(Text passage)
____

Unlike with shark diving, people do not necessarily expect that they may be in for some actual risk when they want to swim with whales. And how could they? Given that those images they find online are painting a different but unrealistic picture of inquisitive and inviting animals and that safety briefings still not cover animal behaviour to a satisfactory level.

So, what do we have to look out for when we are swimming with humpback whales?

1. Breaching - when whales start to lift their entire body out the water, it is definitely time to grab your fins and go (back to the boat!).

2. Tail slaps - when a whale slaps its tail repeatedly on the surface, it can be understood as a warning sign which you should take seriously without engaging in any swim attempts.

3. Peduncle slaps - similar to tail slaps, this one is a little more energetic. Here, the whale throws its tail out of the water and you surely do not want to get anywhere near this.

4. Pectoral slaps - the large 'wings' of the humpback whale are slapped on the surface. What may be used for communicating with other whales may put you at severe risk.

5. Head lunges - A sudden forward movement involving the head being lifted out of the water, often displayed in competition or when pissed off in general. You get the message.

As you can see, humpback whales can be pretty boisterous. There is a reason why they are among the most popular cetacean species to watch. It is because they are active!

____

(Set problem 1)
Reproduce the passage on swimming with humpback whales word for word, in full.

____

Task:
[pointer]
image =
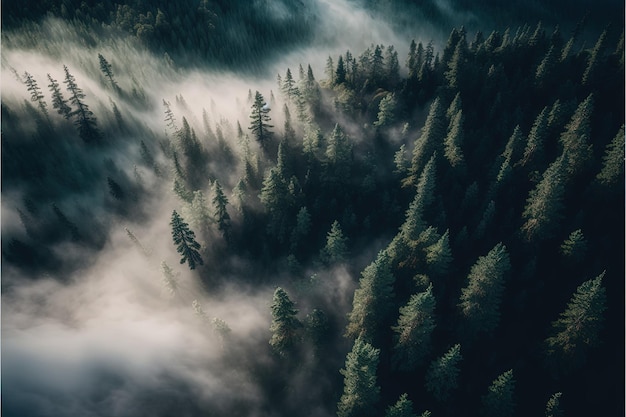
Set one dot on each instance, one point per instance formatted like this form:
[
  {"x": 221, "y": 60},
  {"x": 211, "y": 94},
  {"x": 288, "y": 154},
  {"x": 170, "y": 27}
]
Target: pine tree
[
  {"x": 221, "y": 214},
  {"x": 413, "y": 330},
  {"x": 372, "y": 301},
  {"x": 553, "y": 408},
  {"x": 361, "y": 392},
  {"x": 259, "y": 120},
  {"x": 58, "y": 102},
  {"x": 285, "y": 325},
  {"x": 575, "y": 246},
  {"x": 336, "y": 249},
  {"x": 480, "y": 299},
  {"x": 107, "y": 70},
  {"x": 443, "y": 373},
  {"x": 578, "y": 327},
  {"x": 85, "y": 120},
  {"x": 184, "y": 239},
  {"x": 35, "y": 93},
  {"x": 544, "y": 204},
  {"x": 402, "y": 408},
  {"x": 613, "y": 161},
  {"x": 499, "y": 401}
]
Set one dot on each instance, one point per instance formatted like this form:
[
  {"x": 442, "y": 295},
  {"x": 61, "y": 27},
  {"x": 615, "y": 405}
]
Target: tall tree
[
  {"x": 443, "y": 373},
  {"x": 361, "y": 392},
  {"x": 373, "y": 300},
  {"x": 85, "y": 121},
  {"x": 499, "y": 401},
  {"x": 285, "y": 325},
  {"x": 259, "y": 120},
  {"x": 184, "y": 239},
  {"x": 480, "y": 299},
  {"x": 578, "y": 327},
  {"x": 413, "y": 330},
  {"x": 58, "y": 102}
]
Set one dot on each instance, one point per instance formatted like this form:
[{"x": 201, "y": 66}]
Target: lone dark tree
[
  {"x": 85, "y": 121},
  {"x": 285, "y": 325},
  {"x": 184, "y": 239},
  {"x": 259, "y": 120},
  {"x": 107, "y": 70}
]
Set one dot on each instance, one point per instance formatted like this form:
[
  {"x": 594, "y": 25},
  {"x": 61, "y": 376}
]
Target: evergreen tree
[
  {"x": 578, "y": 327},
  {"x": 336, "y": 249},
  {"x": 259, "y": 120},
  {"x": 499, "y": 401},
  {"x": 613, "y": 161},
  {"x": 58, "y": 102},
  {"x": 413, "y": 330},
  {"x": 285, "y": 325},
  {"x": 35, "y": 93},
  {"x": 480, "y": 299},
  {"x": 443, "y": 373},
  {"x": 361, "y": 392},
  {"x": 402, "y": 408},
  {"x": 553, "y": 408},
  {"x": 575, "y": 246},
  {"x": 372, "y": 301},
  {"x": 107, "y": 70},
  {"x": 544, "y": 204},
  {"x": 85, "y": 120},
  {"x": 184, "y": 239}
]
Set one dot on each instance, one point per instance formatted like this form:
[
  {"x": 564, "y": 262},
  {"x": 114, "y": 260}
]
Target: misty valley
[{"x": 344, "y": 208}]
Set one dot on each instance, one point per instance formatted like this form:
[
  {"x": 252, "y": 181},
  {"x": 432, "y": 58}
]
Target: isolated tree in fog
[
  {"x": 85, "y": 121},
  {"x": 413, "y": 331},
  {"x": 480, "y": 299},
  {"x": 259, "y": 119},
  {"x": 35, "y": 93},
  {"x": 285, "y": 325},
  {"x": 58, "y": 102},
  {"x": 499, "y": 401},
  {"x": 107, "y": 70},
  {"x": 443, "y": 373},
  {"x": 578, "y": 327},
  {"x": 184, "y": 239},
  {"x": 361, "y": 392}
]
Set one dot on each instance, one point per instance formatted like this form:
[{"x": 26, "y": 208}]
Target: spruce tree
[
  {"x": 578, "y": 327},
  {"x": 184, "y": 239},
  {"x": 443, "y": 373},
  {"x": 481, "y": 298},
  {"x": 413, "y": 331},
  {"x": 285, "y": 325},
  {"x": 499, "y": 401},
  {"x": 373, "y": 300},
  {"x": 361, "y": 392}
]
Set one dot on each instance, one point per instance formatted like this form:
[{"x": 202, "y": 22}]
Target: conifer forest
[{"x": 351, "y": 208}]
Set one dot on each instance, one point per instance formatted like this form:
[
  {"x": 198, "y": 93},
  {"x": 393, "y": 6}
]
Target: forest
[{"x": 345, "y": 208}]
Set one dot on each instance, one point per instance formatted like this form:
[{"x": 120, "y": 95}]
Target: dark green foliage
[
  {"x": 481, "y": 298},
  {"x": 443, "y": 373},
  {"x": 285, "y": 325},
  {"x": 184, "y": 239},
  {"x": 361, "y": 392},
  {"x": 413, "y": 330},
  {"x": 578, "y": 327},
  {"x": 499, "y": 401}
]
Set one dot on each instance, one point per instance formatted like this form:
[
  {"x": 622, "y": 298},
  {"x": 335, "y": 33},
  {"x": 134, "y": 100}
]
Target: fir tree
[
  {"x": 285, "y": 325},
  {"x": 443, "y": 373},
  {"x": 499, "y": 401},
  {"x": 184, "y": 239},
  {"x": 372, "y": 301},
  {"x": 480, "y": 299},
  {"x": 361, "y": 392},
  {"x": 578, "y": 327},
  {"x": 413, "y": 330}
]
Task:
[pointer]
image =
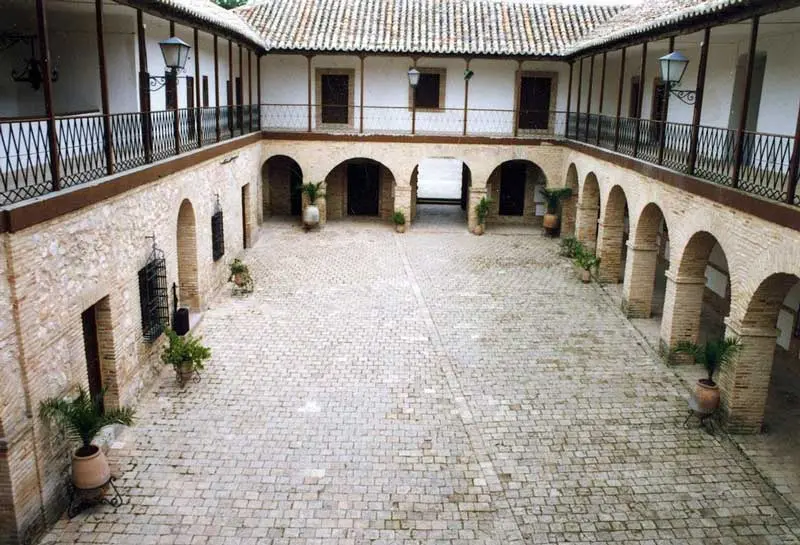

____

(Set problem 2)
Collect every line of the records that contains the string "Target", treating uppercase and lowercase letters as distinct.

(Written response 1)
Unlike with shark diving, people do not necessarily expect that they may be in for some actual risk when they want to swim with whales. And how could they? Given that those images they find online are painting a different but unrealistic picture of inquisitive and inviting animals and that safety briefings still not cover animal behaviour to a satisfactory level.

So, what do we have to look out for when we are swimming with humpback whales?

1. Breaching - when whales start to lift their entire body out the water, it is definitely time to grab your fins and go (back to the boat!).

2. Tail slaps - when a whale slaps its tail repeatedly on the surface, it can be understood as a warning sign which you should take seriously without engaging in any swim attempts.

3. Peduncle slaps - similar to tail slaps, this one is a little more energetic. Here, the whale throws its tail out of the water and you surely do not want to get anywhere near this.

4. Pectoral slaps - the large 'wings' of the humpback whale are slapped on the surface. What may be used for communicating with other whales may put you at severe risk.

5. Head lunges - A sudden forward movement involving the head being lifted out of the water, often displayed in competition or when pissed off in general. You get the message.

As you can see, humpback whales can be pretty boisterous. There is a reason why they are among the most popular cetacean species to watch. It is because they are active!

(Written response 2)
Target: pine tree
Target: tall tree
Target: lone dark tree
Target: evergreen tree
Target: misty valley
Target: isolated tree in fog
Target: spruce tree
Target: conifer forest
Target: forest
Target: dark green foliage
Target: fir tree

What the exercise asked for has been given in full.